* [Fragmento]:
La mirada realista le pertenece al relato, no al mundo ni al crítico ni al Estado.
No te metas con mi Cthulhu
“La realidad es para aquellos que no pueden soportar la fantasía”, rezaba el meme. Torpe, sí, pero trasparente en sus intenciones. A través de la inversión del lugar común (la fantasía es para quienes no toleran la realidad), su anónimo autor buscaba aportar a la reivindicación de la literatura fantástica, que en últimos años ha tomado, al menos en México y en la narrativa, una fuerza llena de lucidez en muchos casos, innecesariamente cursi en la mayoría. No es gratuita. En México la Revolución dejó de ser sombra para convertirse en una mancha indeleble que nos sigue a todas partes. No tanto en la creación literaria ―llegaré a esto más tarde― como en la crítica más conservadora, que sigue esperando carne de sacrificio con fuertes dosis de historias de alto contenido social, cosidas a un canon en el que se ríe poco y poco se juega con La Realidad. El tianguis intelectual mexicano recuerda a Octavio Paz ―después de su poesía y sus ensayos― más por las emisiones culturales que grabó para Televisa que por “Mi vida con la ola”, por ejemplo, un cuento deslumbrante de descarada manufactura fantástica; prefiere reciclar elogios a La amada inmóvil de Amado Nervo que detenerse en sus novelas cortas ―en muchas de las cuales la realidad se fractura―, calificadas por Mariano Azuela como las más bellas novelas cortas escritas jamás en México.

* [Ejercicio breve 1]:
Responde según el fragmento:
(a) ¿Qué decía el meme citado al principio?
(b) ¿Cómo se titula el cuento de Octavio Paz que se menciona?
(c) ¿Quién calificó las novelas cortas de Amado Nervo como las más bellas escritas jamás en México?
* [Ejercicio breve 2]: Calcula cuántas líneas de las entradas contienen la cadena "stripes", distinguiendo entre mayúsculas y minúsculas. Da solo el número.
El fragmento y las entradas son materiales independientes entre sí.

* [Datos proporcionados]:
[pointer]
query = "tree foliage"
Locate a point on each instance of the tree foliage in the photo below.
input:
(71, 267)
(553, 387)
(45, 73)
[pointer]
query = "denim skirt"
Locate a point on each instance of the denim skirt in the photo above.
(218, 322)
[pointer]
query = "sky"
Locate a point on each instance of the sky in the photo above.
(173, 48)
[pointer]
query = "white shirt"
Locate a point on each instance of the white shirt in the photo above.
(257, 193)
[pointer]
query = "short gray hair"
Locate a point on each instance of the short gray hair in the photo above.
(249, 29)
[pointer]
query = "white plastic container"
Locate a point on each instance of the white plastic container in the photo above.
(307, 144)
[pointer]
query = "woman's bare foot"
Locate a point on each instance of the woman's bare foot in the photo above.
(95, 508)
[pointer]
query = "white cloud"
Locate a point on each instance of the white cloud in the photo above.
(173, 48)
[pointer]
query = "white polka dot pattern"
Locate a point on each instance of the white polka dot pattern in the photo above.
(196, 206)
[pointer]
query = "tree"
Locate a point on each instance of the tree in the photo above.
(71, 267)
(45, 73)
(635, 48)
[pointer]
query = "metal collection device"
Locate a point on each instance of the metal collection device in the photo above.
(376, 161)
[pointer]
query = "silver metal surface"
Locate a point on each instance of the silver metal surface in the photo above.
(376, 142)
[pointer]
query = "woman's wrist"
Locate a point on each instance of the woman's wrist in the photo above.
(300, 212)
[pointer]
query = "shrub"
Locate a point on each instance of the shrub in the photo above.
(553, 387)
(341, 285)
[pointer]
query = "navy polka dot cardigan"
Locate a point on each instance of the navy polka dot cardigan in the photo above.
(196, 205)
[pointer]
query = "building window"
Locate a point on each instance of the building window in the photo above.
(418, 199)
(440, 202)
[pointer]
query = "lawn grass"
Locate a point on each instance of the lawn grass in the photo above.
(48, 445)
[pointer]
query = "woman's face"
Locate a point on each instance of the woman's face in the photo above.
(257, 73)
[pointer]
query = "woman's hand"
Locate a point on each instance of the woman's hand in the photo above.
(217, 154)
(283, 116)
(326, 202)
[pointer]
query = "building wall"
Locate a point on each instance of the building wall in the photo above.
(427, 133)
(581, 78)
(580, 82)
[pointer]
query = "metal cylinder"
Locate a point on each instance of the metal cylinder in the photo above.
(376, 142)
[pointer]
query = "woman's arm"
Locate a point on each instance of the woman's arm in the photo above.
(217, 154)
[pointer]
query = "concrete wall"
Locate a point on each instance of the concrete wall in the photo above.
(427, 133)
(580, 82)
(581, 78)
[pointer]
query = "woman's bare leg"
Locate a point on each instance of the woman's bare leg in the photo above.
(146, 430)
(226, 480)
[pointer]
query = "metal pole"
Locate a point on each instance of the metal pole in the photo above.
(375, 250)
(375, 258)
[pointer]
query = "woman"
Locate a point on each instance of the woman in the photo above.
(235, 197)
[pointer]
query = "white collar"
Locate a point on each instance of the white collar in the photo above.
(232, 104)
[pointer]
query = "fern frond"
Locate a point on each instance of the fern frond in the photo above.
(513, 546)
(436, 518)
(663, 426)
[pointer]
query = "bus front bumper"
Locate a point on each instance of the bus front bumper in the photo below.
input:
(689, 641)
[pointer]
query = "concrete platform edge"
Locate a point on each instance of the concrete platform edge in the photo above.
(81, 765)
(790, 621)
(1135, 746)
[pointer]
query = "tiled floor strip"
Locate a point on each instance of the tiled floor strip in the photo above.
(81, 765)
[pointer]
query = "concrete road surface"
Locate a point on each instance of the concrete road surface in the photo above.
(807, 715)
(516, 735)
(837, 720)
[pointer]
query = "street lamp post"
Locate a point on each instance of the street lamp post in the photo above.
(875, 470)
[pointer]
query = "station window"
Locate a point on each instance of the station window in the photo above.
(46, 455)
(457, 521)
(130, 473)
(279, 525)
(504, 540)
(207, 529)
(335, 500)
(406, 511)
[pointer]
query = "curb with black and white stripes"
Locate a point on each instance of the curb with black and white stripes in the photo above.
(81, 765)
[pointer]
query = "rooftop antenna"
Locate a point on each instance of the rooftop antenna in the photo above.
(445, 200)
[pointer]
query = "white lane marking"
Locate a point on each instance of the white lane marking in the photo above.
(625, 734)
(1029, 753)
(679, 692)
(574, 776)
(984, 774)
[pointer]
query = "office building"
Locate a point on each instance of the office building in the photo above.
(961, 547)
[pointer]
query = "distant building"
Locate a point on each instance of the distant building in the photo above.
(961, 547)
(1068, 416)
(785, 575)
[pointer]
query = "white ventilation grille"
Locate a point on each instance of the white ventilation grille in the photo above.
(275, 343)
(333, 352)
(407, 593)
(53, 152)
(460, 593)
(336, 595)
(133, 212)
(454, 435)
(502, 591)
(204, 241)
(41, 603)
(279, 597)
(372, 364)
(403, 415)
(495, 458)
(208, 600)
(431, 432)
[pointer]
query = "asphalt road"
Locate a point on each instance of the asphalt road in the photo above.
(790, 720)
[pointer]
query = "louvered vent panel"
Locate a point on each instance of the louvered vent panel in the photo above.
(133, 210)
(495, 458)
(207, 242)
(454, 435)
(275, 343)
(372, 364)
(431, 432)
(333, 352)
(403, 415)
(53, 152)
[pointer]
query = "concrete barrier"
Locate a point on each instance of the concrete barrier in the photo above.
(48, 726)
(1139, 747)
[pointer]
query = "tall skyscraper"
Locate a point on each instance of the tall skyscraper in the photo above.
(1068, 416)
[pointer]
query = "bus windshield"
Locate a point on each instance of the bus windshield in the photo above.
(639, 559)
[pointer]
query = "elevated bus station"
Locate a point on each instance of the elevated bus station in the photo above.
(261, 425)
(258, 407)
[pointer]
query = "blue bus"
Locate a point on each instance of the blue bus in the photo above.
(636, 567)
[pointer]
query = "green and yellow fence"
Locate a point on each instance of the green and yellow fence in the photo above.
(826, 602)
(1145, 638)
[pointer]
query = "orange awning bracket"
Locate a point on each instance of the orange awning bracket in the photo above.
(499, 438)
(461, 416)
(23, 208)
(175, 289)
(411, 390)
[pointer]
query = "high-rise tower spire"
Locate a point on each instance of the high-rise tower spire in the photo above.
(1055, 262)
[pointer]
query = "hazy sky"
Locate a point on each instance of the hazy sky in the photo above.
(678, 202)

* [Respuesta del ejercicio 1]:
(a) “La realidad es para aquellos que no pueden soportar la fantasía”.
(b) “Mi vida con la ola”.
(c) Mariano Azuela.

* [Respuesta del ejercicio 2]: 2